> _Entries provided_:
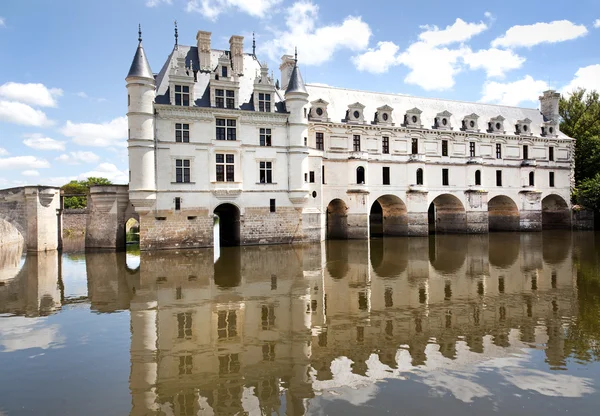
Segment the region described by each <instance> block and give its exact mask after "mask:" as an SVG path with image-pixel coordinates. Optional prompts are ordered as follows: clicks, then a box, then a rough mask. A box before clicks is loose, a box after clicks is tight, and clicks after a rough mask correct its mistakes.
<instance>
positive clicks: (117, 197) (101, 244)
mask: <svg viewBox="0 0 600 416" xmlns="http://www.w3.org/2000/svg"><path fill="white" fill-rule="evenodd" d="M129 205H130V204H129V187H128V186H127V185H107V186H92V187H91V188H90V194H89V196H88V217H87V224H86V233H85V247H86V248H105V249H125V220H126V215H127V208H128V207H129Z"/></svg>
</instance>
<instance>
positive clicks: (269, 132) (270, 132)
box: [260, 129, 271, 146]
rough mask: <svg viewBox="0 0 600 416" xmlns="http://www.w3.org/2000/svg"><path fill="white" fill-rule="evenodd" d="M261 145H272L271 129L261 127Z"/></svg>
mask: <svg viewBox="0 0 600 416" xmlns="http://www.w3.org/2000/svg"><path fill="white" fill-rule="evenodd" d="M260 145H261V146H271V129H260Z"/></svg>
...
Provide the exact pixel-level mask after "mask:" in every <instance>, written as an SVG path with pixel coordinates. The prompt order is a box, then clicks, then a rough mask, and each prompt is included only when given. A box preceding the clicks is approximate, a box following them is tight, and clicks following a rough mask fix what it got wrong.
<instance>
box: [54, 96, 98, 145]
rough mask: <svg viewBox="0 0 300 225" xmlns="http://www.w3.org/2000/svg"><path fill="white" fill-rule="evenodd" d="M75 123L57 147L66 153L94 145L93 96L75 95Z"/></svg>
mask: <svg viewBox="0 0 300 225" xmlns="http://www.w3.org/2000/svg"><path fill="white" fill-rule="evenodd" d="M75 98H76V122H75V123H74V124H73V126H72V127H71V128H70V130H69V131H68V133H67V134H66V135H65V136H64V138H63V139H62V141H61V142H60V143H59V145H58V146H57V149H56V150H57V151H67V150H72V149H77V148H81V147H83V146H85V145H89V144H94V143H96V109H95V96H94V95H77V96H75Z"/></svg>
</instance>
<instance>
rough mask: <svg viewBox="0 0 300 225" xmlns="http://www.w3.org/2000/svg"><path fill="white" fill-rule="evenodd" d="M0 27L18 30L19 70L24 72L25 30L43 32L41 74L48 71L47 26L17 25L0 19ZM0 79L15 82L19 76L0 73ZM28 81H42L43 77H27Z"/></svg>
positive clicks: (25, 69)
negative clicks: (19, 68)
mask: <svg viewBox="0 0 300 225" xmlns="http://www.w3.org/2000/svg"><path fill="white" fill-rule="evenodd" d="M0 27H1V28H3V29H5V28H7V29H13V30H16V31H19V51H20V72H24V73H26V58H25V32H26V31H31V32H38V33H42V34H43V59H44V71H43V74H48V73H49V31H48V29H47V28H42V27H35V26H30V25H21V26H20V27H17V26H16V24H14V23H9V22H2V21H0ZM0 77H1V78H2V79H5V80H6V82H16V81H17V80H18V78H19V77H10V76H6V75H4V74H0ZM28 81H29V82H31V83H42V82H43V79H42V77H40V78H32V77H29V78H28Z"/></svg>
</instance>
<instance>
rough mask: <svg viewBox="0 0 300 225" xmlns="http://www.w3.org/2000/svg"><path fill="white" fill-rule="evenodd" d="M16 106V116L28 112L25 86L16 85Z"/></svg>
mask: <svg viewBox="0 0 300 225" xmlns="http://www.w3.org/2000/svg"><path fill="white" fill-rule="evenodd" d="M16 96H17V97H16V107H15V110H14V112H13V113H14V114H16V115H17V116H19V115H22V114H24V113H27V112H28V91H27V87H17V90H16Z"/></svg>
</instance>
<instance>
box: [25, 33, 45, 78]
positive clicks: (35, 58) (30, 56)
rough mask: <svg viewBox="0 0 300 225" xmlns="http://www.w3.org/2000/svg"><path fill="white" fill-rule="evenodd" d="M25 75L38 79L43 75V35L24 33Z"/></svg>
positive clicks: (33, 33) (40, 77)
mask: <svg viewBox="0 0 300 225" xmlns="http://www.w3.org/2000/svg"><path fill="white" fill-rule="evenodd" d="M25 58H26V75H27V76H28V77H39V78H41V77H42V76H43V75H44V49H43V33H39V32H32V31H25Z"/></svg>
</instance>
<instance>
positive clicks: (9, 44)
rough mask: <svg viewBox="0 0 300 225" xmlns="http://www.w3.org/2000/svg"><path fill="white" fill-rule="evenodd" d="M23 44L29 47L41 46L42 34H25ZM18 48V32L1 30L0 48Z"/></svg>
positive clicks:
--
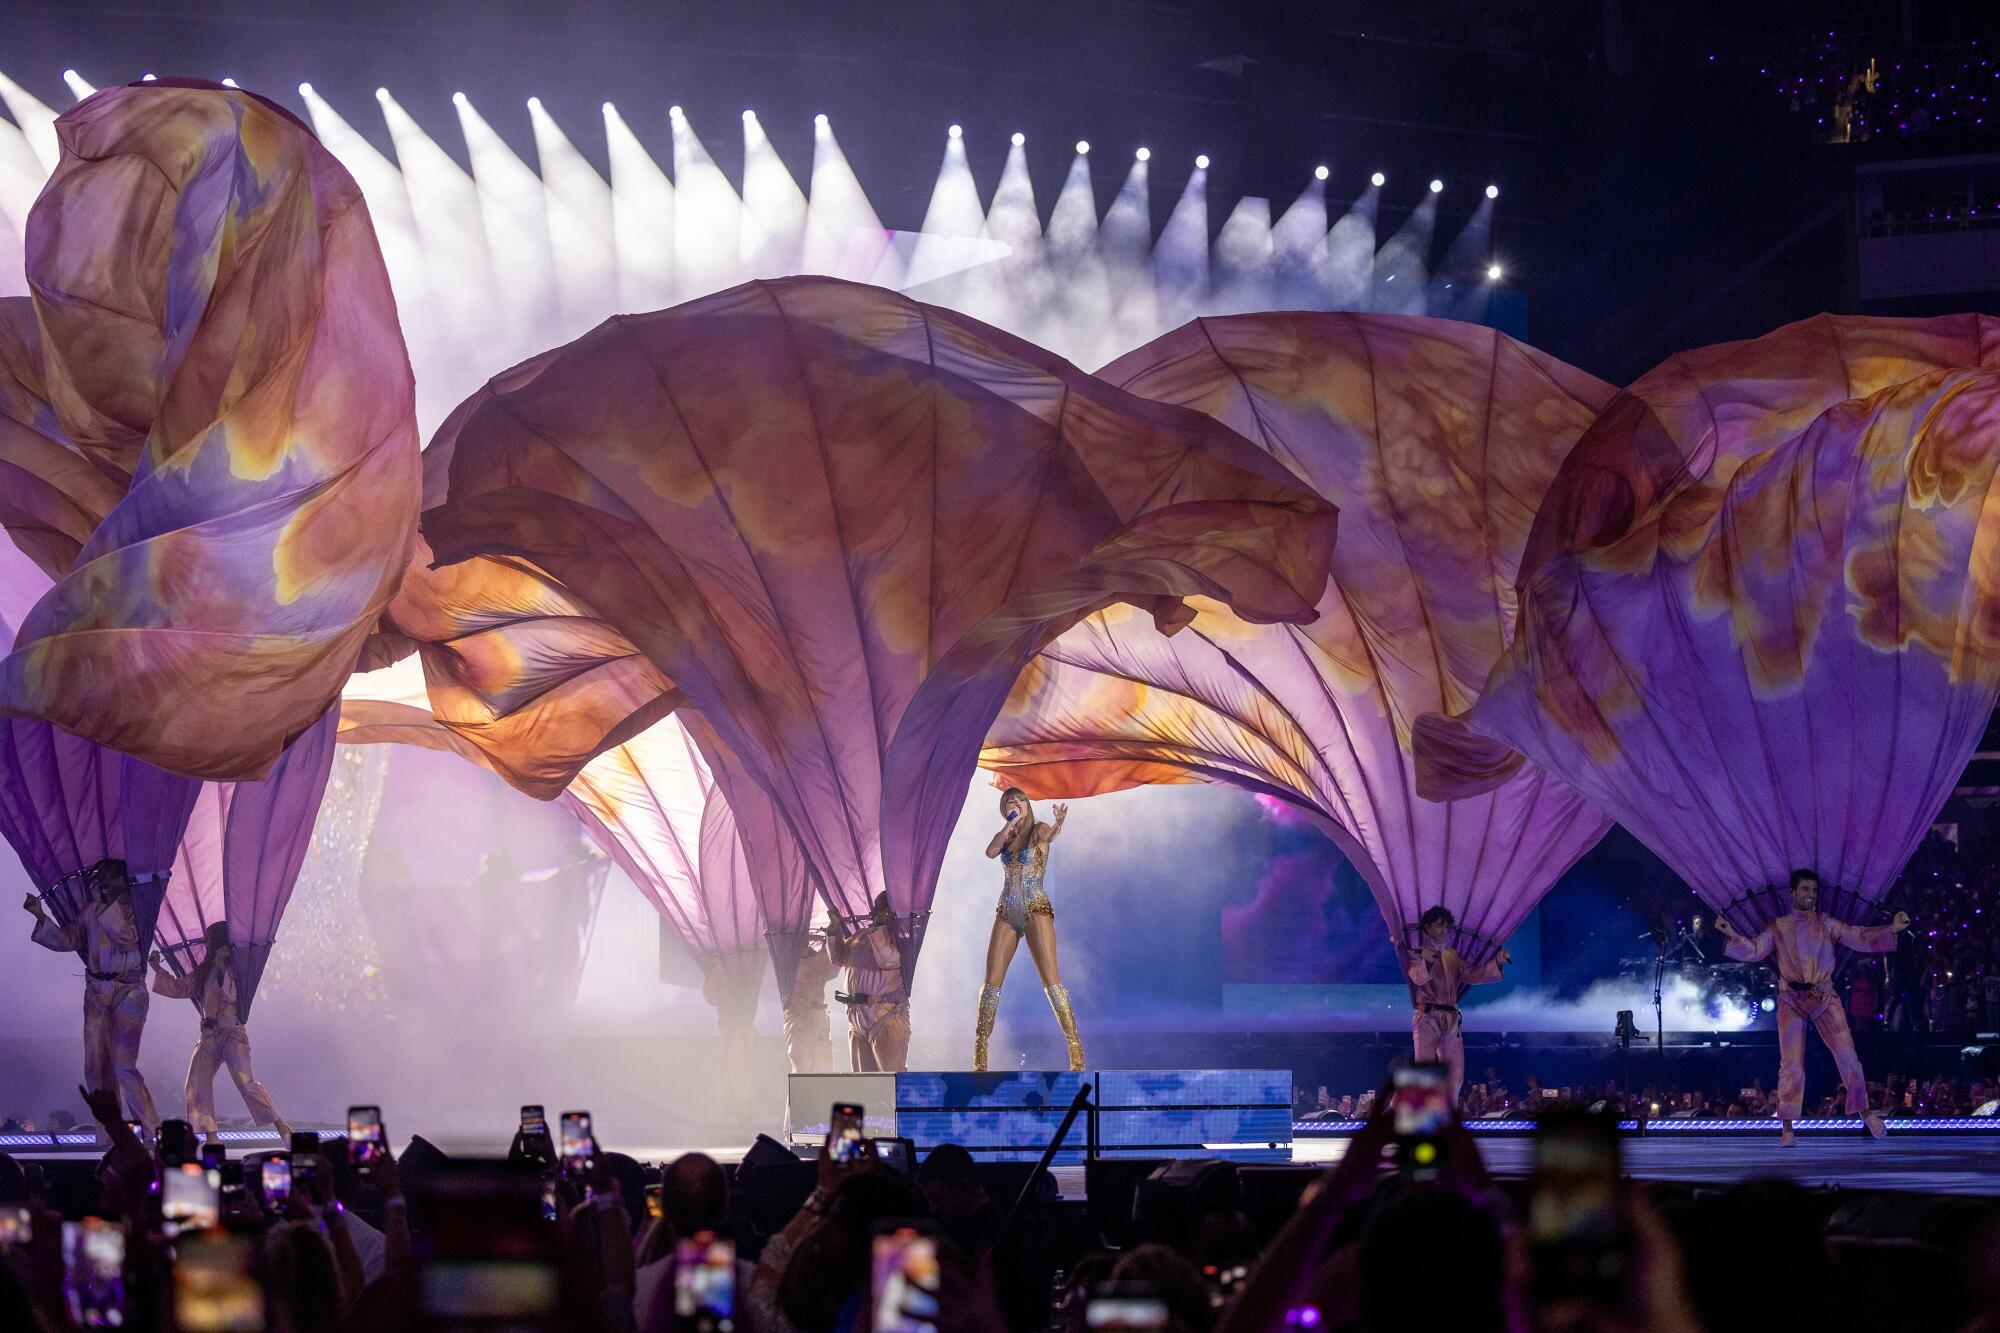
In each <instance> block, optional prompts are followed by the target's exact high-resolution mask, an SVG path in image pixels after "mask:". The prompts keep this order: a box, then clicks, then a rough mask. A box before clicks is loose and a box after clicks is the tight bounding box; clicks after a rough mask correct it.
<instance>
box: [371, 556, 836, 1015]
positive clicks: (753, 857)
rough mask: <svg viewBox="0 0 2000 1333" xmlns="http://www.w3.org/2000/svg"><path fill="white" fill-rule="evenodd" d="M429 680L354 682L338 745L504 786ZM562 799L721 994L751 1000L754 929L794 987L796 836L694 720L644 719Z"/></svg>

> _Exercise_: Please copy the lines of the listing between the line containing "Segment the region" and the line containing "positive clicks: (117, 197) (101, 244)", inclusive, reproducing them precisely.

> _Your solution_:
Segment the region described by each <instance> block and give its exact mask after "mask:" as an SVG path with image-pixel coordinates. Optional prompts are ordered as follows: clicks, then a box, then a rough mask. A box before clicks is loose, a box after clicks is tight, and clicks after a rough mask correct its mistakes.
<instance>
positive clicks: (117, 197) (101, 244)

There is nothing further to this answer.